(Excerpts from a point labeling dataset)
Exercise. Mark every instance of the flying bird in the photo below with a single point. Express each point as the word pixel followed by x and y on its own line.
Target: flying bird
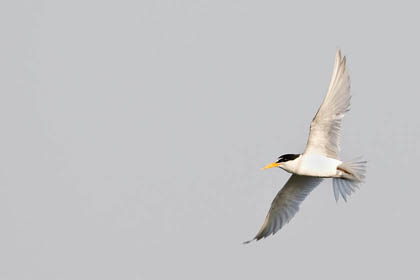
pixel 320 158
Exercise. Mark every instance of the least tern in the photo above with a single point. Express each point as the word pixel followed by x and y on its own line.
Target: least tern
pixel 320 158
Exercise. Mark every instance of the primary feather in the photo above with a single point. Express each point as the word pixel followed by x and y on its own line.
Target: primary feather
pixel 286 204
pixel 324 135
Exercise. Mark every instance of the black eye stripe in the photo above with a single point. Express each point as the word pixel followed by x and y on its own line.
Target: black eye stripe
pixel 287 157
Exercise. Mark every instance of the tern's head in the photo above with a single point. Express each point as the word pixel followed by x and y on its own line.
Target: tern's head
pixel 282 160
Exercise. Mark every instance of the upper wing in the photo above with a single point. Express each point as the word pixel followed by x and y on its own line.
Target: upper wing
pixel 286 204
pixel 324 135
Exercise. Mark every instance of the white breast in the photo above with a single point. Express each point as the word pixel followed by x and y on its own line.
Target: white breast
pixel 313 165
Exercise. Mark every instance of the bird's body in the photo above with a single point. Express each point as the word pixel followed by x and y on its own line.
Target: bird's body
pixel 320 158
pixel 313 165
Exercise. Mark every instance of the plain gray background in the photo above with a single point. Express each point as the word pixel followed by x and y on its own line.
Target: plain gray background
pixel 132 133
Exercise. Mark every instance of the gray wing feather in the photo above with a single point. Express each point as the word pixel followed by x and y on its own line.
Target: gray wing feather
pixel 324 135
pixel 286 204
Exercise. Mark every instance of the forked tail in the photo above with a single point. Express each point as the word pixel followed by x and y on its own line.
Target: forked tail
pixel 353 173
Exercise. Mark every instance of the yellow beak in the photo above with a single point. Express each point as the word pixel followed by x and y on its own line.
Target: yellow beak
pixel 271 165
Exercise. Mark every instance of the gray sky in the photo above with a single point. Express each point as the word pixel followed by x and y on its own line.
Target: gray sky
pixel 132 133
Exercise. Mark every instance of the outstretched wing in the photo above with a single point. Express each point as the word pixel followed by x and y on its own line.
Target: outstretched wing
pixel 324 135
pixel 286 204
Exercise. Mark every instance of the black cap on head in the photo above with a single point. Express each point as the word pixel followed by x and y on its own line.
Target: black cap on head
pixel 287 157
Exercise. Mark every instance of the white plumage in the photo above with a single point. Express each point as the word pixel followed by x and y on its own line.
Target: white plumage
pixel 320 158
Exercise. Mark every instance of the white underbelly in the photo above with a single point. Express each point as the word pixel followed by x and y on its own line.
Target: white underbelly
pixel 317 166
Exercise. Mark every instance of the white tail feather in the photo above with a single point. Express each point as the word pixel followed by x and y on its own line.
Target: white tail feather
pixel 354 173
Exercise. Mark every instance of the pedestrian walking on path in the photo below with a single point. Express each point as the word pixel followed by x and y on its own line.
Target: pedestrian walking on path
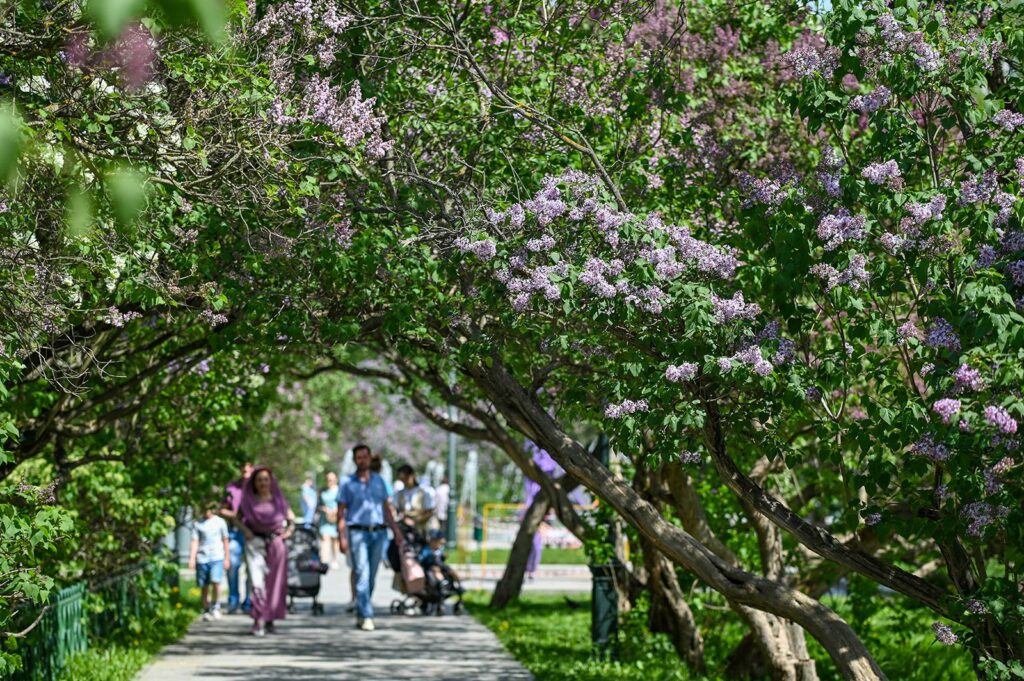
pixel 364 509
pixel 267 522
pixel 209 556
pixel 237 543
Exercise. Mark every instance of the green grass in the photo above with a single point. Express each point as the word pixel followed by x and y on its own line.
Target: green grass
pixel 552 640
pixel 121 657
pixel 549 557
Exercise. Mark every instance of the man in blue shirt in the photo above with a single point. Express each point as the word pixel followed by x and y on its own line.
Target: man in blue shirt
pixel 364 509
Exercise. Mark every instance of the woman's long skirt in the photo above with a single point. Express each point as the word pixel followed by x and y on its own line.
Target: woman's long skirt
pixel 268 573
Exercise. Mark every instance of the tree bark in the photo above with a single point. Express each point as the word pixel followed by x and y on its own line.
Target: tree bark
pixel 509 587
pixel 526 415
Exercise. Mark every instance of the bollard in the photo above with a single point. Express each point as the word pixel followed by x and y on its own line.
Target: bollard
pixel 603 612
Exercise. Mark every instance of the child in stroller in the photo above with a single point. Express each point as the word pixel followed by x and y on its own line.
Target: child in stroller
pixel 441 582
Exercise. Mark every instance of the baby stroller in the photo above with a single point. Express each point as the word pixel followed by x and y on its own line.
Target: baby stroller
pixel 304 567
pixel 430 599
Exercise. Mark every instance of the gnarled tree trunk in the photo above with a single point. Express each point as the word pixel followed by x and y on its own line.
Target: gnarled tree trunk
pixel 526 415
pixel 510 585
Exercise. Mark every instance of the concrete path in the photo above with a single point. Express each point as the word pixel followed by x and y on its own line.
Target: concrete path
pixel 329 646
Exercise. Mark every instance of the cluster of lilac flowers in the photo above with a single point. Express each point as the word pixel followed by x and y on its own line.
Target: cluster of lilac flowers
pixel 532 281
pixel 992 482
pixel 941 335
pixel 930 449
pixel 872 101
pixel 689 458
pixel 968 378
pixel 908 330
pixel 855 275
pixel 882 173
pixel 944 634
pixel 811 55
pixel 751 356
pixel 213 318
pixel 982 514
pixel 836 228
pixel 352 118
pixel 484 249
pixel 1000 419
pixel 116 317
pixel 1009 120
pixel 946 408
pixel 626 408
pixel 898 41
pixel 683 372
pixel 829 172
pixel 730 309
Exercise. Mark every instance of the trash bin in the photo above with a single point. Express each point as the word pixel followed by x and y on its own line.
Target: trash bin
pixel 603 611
---
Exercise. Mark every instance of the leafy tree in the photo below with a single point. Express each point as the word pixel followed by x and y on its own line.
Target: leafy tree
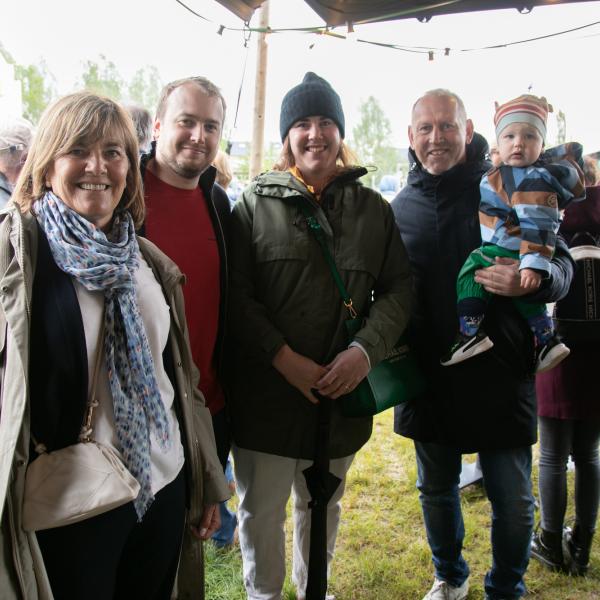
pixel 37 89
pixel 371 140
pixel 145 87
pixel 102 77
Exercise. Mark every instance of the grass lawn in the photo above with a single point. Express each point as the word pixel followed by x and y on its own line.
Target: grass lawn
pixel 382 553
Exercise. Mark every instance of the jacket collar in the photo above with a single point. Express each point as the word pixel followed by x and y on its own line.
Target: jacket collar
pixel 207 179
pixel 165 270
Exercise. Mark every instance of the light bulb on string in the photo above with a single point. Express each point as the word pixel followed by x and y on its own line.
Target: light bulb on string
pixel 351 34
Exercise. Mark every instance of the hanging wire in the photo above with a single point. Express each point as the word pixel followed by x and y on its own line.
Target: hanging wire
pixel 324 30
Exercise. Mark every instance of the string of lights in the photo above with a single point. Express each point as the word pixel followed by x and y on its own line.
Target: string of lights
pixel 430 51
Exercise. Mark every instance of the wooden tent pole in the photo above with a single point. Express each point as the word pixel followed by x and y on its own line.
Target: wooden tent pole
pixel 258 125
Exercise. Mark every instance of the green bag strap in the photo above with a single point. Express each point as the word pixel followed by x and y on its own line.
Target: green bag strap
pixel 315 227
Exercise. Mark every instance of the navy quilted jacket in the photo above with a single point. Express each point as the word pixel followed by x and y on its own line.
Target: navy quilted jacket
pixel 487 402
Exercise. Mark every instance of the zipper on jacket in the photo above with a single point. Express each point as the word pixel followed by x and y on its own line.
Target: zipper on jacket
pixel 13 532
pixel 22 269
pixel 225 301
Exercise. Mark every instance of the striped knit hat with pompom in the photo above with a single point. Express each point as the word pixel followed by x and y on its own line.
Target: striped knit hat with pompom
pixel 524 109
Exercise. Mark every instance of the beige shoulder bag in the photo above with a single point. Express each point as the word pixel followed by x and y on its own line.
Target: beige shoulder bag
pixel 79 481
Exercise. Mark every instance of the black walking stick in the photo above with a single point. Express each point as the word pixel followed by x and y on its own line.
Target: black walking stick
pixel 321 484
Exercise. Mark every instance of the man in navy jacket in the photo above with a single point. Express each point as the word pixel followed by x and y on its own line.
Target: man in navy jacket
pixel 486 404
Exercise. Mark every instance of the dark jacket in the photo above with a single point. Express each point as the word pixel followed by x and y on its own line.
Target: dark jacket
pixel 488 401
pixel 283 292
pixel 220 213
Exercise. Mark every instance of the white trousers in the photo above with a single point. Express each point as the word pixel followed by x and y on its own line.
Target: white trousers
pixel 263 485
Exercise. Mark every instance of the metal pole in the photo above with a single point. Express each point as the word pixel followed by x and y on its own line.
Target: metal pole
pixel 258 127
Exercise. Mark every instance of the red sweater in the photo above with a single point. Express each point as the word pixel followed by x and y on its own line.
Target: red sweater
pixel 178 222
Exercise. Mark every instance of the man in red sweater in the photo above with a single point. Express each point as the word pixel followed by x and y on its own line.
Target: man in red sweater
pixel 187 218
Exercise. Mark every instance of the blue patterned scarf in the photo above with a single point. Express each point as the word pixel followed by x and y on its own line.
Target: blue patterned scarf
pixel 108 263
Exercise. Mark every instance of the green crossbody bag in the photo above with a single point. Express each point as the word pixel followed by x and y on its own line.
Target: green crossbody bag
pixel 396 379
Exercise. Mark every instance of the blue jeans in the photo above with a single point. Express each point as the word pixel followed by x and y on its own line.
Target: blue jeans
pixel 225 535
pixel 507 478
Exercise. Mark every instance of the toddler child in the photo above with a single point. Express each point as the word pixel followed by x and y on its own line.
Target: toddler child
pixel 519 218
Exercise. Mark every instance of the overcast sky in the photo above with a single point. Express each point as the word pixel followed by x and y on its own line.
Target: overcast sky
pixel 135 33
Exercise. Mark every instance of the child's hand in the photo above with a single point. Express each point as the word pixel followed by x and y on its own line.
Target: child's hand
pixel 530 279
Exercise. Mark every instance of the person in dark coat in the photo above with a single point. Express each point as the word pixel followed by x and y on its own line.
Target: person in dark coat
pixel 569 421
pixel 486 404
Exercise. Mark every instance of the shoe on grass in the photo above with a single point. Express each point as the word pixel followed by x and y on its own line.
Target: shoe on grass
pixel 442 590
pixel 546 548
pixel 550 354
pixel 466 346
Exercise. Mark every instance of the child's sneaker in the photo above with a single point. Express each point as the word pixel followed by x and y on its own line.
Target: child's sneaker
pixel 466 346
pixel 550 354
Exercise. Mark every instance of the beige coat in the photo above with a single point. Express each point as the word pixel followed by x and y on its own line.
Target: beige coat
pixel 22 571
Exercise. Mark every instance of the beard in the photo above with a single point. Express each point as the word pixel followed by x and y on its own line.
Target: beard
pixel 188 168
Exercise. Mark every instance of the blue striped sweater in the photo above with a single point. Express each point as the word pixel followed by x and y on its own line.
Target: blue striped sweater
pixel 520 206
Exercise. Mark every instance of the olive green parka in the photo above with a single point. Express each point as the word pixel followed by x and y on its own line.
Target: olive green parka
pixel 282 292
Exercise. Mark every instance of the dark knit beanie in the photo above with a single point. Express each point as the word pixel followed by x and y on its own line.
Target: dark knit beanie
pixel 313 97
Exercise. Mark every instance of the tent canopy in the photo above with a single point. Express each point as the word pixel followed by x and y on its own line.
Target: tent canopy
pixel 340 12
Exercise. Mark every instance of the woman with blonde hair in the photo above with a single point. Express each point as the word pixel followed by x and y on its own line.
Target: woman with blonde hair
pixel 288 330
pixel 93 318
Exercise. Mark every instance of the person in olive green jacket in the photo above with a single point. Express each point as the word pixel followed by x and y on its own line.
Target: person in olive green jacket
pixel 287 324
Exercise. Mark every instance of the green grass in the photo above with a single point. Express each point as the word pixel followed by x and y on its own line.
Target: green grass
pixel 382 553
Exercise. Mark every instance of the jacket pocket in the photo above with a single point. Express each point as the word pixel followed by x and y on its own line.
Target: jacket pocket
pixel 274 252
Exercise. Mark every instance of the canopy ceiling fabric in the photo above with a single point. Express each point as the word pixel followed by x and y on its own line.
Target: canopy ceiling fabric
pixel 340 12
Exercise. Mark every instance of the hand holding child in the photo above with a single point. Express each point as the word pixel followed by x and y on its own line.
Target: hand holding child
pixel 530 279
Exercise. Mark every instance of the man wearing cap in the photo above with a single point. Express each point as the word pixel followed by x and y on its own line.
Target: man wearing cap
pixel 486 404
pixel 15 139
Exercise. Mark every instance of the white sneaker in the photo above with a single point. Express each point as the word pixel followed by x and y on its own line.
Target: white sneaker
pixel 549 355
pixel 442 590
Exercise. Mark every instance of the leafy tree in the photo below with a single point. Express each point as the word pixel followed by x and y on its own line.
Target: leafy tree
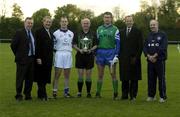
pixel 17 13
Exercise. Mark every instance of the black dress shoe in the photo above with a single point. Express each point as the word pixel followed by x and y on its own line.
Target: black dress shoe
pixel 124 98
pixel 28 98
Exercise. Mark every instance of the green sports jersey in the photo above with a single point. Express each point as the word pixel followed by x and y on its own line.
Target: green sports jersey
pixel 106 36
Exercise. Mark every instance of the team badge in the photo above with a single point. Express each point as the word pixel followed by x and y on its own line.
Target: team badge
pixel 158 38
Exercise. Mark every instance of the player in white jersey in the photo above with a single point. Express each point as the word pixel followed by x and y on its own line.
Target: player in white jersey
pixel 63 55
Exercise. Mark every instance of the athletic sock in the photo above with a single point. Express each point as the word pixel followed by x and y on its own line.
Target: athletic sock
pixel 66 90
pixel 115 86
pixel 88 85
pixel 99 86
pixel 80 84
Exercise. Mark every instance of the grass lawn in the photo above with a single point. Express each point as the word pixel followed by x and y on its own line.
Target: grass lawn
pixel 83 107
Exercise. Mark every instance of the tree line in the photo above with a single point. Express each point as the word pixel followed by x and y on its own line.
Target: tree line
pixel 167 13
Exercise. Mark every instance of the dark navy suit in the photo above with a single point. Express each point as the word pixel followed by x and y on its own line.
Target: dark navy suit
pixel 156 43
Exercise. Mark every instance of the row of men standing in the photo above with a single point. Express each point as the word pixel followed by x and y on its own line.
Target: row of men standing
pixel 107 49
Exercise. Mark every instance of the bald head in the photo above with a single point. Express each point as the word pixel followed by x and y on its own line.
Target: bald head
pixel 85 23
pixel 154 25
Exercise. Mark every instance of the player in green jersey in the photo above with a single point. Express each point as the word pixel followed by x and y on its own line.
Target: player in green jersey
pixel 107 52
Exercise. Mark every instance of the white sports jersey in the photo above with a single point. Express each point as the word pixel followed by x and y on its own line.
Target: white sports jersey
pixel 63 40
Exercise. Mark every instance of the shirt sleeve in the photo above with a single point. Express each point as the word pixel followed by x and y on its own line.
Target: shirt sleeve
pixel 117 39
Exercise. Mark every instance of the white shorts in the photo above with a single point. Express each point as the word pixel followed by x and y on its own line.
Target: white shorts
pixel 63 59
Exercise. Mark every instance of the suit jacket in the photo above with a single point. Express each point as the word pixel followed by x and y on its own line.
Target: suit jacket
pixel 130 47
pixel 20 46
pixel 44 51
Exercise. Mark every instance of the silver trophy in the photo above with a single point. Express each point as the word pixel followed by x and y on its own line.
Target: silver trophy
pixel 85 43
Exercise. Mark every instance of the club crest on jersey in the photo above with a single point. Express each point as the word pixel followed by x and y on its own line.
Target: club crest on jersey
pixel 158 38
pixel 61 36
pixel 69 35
--
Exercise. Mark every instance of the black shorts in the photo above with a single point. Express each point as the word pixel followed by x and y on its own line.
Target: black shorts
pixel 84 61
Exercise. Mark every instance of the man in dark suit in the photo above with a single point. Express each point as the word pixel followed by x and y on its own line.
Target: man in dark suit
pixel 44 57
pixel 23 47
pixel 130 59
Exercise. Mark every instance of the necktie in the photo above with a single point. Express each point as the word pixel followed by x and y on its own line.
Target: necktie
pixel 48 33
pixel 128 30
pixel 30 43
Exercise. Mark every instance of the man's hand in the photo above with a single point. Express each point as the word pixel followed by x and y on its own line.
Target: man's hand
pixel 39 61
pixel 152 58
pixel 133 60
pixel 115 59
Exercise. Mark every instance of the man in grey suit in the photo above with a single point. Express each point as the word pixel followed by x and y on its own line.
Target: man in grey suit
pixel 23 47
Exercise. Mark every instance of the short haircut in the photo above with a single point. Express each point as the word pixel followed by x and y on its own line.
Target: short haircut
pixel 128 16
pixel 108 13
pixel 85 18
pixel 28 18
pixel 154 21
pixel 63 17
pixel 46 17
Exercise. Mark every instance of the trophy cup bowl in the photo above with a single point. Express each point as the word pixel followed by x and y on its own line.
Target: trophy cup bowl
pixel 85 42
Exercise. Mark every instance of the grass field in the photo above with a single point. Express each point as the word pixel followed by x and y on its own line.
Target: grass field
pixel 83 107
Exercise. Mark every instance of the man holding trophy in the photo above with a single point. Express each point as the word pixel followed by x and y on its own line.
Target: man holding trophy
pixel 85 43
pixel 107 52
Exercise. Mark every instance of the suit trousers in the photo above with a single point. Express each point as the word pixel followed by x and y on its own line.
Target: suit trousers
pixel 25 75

• [Problem statement]:
Select and copy each line of the data above that contains the word "toddler", matching case exactly.

• [Exercise response]:
Exercise. Mark every instance of the toddler child in the photo above with a single point. Express each point as the word pixel followed by x and y on its own line.
Target: toddler child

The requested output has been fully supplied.